WHAT YOU NEED TO DO → Copy out the passage below about the Elizabethan lottery word for word, from its first sentence to its last.

DOCUMENT TEXT →
The closing dates for buying tickets were April 15th, 1568 in the country, and May 1st in London, thus giving the hard-up and nervous some eight months to effect their purchases. In fact, this time limit was not enough, since Elizabethans regarded the whole operation somewhat balefully; even the view of the prizes failed to stimulate interest, and the long wait between the opening date for ticket purchases and the draw seems to have deterred many who preferred to risk their capital in other ways.
There also lurked the suspicion that the lottery was bound to favour the wealthy courtiers and that prizes might never materialize. In order to lure people to buy tickets and dispel some of the rumours of chicanery that flourished, the Lord Mayor of London, Roger Martin, bravely issued a proclamation on September 13th, 1567, that under no circumstances would the draw be deferred beyond February 2nd, 1569. In addition, interest would be payable on money invested between June 25th, 1568 and the day of the draw.
In the November after this proclamation, the new Lord Mayor, Thomas Rowe, underlined the importance of the lottery to the government by writing an appeal to the Company of Grocers, doubtless one of the many he sent out. The wardens of the Company considered the matter and then risked buying forty tickets.
But not all the widely voiced suspicions had been allayed even now and despite strenuous efforts to boost the venture, the small number of purchasers meant that in January, 1568, another proclamation appeared in an attempt to explain the mechanics of the draw. Yet again subscriptions were so poor that the draw scheduled for June, 1568 had to be postponed.

DATA LISTING →
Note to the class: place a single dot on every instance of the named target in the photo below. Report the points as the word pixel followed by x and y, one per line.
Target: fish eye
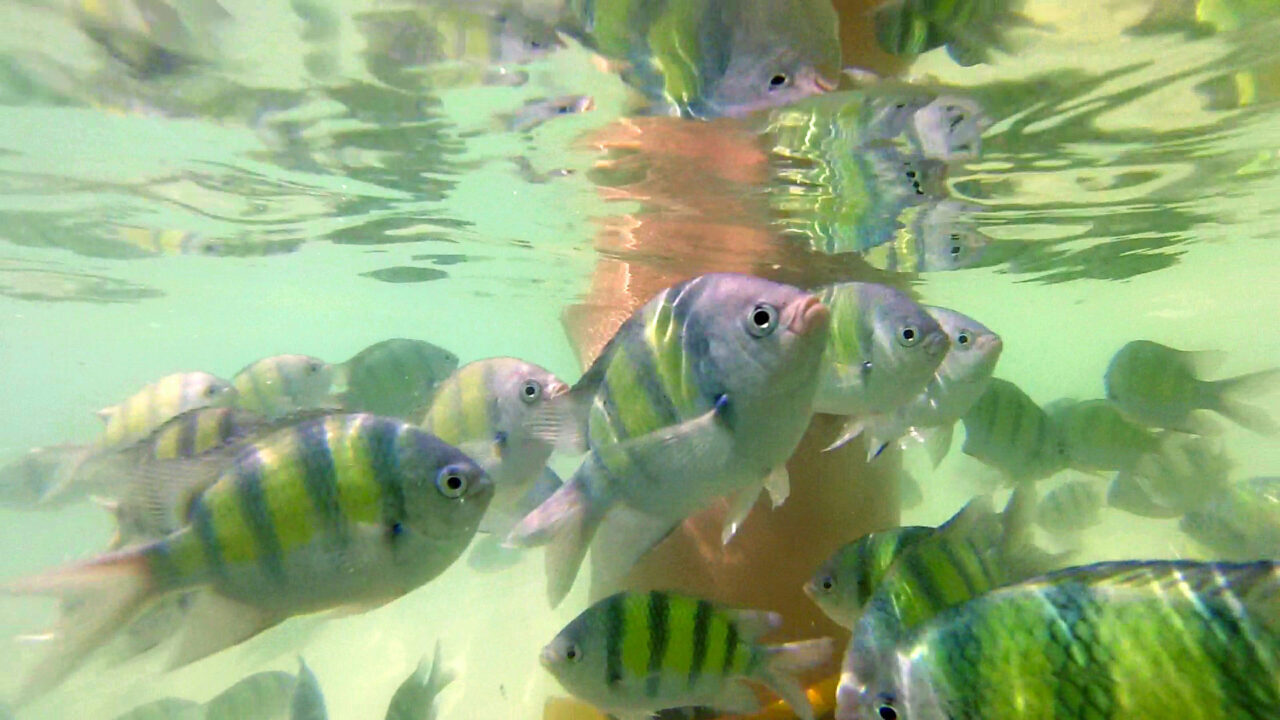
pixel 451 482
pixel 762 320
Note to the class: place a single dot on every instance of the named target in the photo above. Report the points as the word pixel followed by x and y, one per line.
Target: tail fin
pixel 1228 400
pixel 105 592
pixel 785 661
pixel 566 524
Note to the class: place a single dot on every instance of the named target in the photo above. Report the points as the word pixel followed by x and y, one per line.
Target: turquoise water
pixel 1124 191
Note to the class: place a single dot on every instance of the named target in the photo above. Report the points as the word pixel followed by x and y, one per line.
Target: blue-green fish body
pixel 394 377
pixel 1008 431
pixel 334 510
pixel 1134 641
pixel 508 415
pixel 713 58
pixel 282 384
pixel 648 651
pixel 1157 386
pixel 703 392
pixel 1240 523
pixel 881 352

---

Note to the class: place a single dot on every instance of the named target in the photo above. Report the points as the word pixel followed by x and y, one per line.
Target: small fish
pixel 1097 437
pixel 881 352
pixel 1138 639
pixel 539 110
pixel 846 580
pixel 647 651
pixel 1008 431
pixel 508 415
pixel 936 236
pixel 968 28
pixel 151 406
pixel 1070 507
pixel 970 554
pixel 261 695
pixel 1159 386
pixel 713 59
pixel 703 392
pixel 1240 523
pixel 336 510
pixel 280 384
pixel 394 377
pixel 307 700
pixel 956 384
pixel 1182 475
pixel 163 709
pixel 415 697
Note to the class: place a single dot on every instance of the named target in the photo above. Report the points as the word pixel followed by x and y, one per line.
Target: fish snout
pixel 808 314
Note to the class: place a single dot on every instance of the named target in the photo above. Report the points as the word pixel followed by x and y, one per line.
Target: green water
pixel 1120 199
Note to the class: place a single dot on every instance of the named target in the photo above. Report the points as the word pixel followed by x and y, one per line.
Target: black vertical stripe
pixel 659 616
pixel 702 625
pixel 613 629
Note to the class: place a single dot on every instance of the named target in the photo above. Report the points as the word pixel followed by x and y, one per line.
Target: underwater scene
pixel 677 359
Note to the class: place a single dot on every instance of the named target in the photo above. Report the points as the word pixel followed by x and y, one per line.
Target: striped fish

EXPECTED ANSWER →
The closing dates for buying tickets were April 15th, 1568 in the country, and May 1st in London, thus giving the hard-up and nervous some eight months to effect their purchases. In fact, this time limit was not enough, since Elizabethans regarded the whole operation somewhat balefully; even the view of the prizes failed to stimulate interest, and the long wait between the opening date for ticket purchases and the draw seems to have deterred many who preferred to risk their capital in other ways.
There also lurked the suspicion that the lottery was bound to favour the wealthy courtiers and that prizes might never materialize. In order to lure people to buy tickets and dispel some of the rumours of chicanery that flourished, the Lord Mayor of London, Roger Martin, bravely issued a proclamation on September 13th, 1567, that under no circumstances would the draw be deferred beyond February 2nd, 1569. In addition, interest would be payable on money invested between June 25th, 1568 and the day of the draw.
In the November after this proclamation, the new Lord Mayor, Thomas Rowe, underlined the importance of the lottery to the government by writing an appeal to the Company of Grocers, doubtless one of the many he sent out. The wardens of the Company considered the matter and then risked buying forty tickets.
But not all the widely voiced suspicions had been allayed even now and despite strenuous efforts to boost the venture, the small number of purchasers meant that in January, 1568, another proclamation appeared in an attempt to explain the mechanics of the draw. Yet again subscriptions were so poor that the draw scheduled for June, 1568 had to be postponed.